● **SOURCE PASSAGE**
= = =
Iassen Ghiuselev (born  1964) is a Bulgarian illustrator of many classic stories including Pinocchio, Alice in Wonderland and The King of the Golden River.

Ghiuselev was born in Sofia, Bulgaria, in 1964. His father is the Bulgarian opera singer Nicola Ghiuselev. Iassen Ghiuselev attended the School of Art in Sofia and then studied at the National Academy of Arts. He graduated in 1990 and started work as a freelance illustrator.

Ghuiselev creates cover pictures, graphics and other illustrations for some of the best-known publishers and magazines in Sofia. He also works with the magazines Vanity Fair and Vogue in Italy.
= = =
● **STORED ROWS**
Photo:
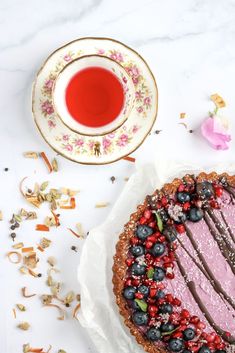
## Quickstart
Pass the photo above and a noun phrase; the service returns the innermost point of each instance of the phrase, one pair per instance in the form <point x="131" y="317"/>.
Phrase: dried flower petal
<point x="30" y="154"/>
<point x="24" y="325"/>
<point x="102" y="204"/>
<point x="62" y="312"/>
<point x="23" y="291"/>
<point x="11" y="255"/>
<point x="21" y="307"/>
<point x="44" y="185"/>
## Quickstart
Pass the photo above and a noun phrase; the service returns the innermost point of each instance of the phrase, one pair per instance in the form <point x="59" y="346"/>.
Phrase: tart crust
<point x="119" y="266"/>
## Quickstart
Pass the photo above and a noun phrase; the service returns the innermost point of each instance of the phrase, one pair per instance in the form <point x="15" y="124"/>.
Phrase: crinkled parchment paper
<point x="99" y="312"/>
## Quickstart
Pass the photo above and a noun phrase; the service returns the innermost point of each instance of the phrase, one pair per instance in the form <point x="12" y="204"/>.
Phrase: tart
<point x="173" y="272"/>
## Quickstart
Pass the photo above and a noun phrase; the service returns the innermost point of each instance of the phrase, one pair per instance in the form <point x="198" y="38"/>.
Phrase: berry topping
<point x="166" y="308"/>
<point x="140" y="318"/>
<point x="137" y="250"/>
<point x="143" y="290"/>
<point x="168" y="327"/>
<point x="143" y="231"/>
<point x="205" y="190"/>
<point x="170" y="233"/>
<point x="183" y="197"/>
<point x="159" y="274"/>
<point x="188" y="334"/>
<point x="138" y="270"/>
<point x="129" y="292"/>
<point x="176" y="345"/>
<point x="195" y="214"/>
<point x="153" y="334"/>
<point x="158" y="249"/>
<point x="204" y="349"/>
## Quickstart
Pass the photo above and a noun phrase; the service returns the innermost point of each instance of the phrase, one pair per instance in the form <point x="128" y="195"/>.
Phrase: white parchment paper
<point x="99" y="312"/>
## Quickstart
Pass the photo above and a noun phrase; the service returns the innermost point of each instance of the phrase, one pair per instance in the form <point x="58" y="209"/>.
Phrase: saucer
<point x="83" y="146"/>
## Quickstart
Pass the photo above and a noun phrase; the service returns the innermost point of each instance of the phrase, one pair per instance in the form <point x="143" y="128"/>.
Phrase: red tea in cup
<point x="94" y="97"/>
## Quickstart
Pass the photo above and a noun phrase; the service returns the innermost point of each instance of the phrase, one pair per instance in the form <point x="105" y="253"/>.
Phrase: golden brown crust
<point x="119" y="266"/>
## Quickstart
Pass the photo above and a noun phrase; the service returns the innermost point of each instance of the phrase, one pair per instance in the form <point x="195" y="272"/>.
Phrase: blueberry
<point x="166" y="308"/>
<point x="176" y="344"/>
<point x="160" y="294"/>
<point x="134" y="305"/>
<point x="153" y="334"/>
<point x="195" y="214"/>
<point x="138" y="270"/>
<point x="142" y="232"/>
<point x="183" y="197"/>
<point x="140" y="318"/>
<point x="129" y="292"/>
<point x="205" y="190"/>
<point x="158" y="249"/>
<point x="159" y="274"/>
<point x="168" y="327"/>
<point x="137" y="250"/>
<point x="204" y="349"/>
<point x="143" y="290"/>
<point x="188" y="334"/>
<point x="170" y="233"/>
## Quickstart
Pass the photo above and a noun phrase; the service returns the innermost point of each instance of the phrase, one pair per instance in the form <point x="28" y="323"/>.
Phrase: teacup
<point x="93" y="95"/>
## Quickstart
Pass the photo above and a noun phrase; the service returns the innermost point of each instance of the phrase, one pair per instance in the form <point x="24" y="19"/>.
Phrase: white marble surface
<point x="189" y="45"/>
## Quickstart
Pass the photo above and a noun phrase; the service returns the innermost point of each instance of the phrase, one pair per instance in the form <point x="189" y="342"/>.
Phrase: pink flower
<point x="138" y="95"/>
<point x="215" y="130"/>
<point x="147" y="101"/>
<point x="68" y="58"/>
<point x="79" y="142"/>
<point x="47" y="108"/>
<point x="140" y="109"/>
<point x="123" y="140"/>
<point x="68" y="147"/>
<point x="51" y="124"/>
<point x="100" y="51"/>
<point x="106" y="143"/>
<point x="117" y="56"/>
<point x="65" y="137"/>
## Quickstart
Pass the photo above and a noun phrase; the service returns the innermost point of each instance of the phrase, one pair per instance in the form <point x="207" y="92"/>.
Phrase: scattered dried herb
<point x="71" y="206"/>
<point x="12" y="254"/>
<point x="42" y="228"/>
<point x="61" y="311"/>
<point x="24" y="325"/>
<point x="52" y="261"/>
<point x="129" y="159"/>
<point x="54" y="164"/>
<point x="102" y="204"/>
<point x="30" y="154"/>
<point x="21" y="307"/>
<point x="46" y="160"/>
<point x="74" y="233"/>
<point x="218" y="100"/>
<point x="25" y="295"/>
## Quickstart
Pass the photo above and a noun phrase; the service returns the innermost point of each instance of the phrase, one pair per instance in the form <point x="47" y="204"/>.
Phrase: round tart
<point x="174" y="267"/>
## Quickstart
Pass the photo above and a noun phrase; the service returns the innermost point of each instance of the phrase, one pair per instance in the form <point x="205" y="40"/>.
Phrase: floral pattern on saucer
<point x="96" y="149"/>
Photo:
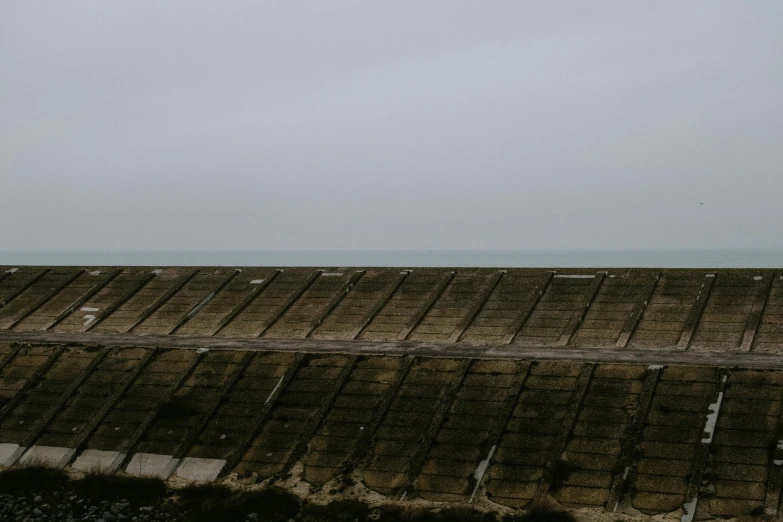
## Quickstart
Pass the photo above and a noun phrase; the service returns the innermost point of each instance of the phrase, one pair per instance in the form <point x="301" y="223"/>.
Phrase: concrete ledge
<point x="151" y="465"/>
<point x="200" y="470"/>
<point x="98" y="461"/>
<point x="9" y="453"/>
<point x="49" y="456"/>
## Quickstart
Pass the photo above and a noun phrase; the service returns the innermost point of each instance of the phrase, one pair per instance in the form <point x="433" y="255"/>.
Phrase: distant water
<point x="660" y="258"/>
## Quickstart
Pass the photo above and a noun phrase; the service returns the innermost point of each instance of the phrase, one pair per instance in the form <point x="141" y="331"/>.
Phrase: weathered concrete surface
<point x="632" y="309"/>
<point x="50" y="456"/>
<point x="406" y="426"/>
<point x="95" y="461"/>
<point x="504" y="388"/>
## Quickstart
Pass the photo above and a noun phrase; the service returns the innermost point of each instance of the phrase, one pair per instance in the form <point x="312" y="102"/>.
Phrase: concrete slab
<point x="49" y="456"/>
<point x="200" y="470"/>
<point x="98" y="461"/>
<point x="151" y="465"/>
<point x="9" y="453"/>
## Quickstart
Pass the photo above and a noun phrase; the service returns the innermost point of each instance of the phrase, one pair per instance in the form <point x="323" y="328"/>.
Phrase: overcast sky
<point x="391" y="125"/>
= = =
● **SHORT PROBLEM 1**
Based on the Ghiuselev biography, decide whether each statement is correct, answering yes or no and quoting the deciding words: (a) Ghiuselev's father is an opera singer. (b) Ghiuselev graduated in 1995. (c) Ghiuselev works with Vanity Fair and Vogue in France.
● **SHORT PROBLEM 2**
Transcribe the Ghiuselev biography between "Iassen Ghiuselev (born" and "Vogue in Italy.", inclusive.
● **SHORT PROBLEM 3**
Rewrite the paragraph of the Ghiuselev biography that begins "Ghiuselev was born in Sofia" as a list that keeps its main facts.
The records are separate material and are not connected to the Ghiuselev biography.

● **REPLY 1**
(a) Yes: "His father is the Bulgarian opera singer Nicola Ghiuselev."
(b) No: "He graduated in 1990"
(c) No: "He also works with the magazines Vanity Fair and Vogue in Italy."

● **REPLY 2**
Iassen Ghiuselev (born  1964) is a Bulgarian illustrator of many classic stories including Pinocchio, Alice in Wonderland and The King of the Golden River.

Ghiuselev was born in Sofia, Bulgaria, in 1964. His father is the Bulgarian opera singer Nicola Ghiuselev. Iassen Ghiuselev attended the School of Art in Sofia and then studied at the National Academy of Arts. He graduated in 1990 and started work as a freelance illustrator.

Ghuiselev creates cover pictures, graphics and other illustrations for some of the best-known publishers and magazines in Sofia. He also works with the magazines Vanity Fair and Vogue in Italy.

● **REPLY 3**
- Born in Sofia, Bulgaria, in 1964
- Son of the Bulgarian opera singer Nicola Ghiuselev
- Attended the School of Art in Sofia, then the National Academy of Arts
- Graduated in 1990 and began working as a freelance illustrator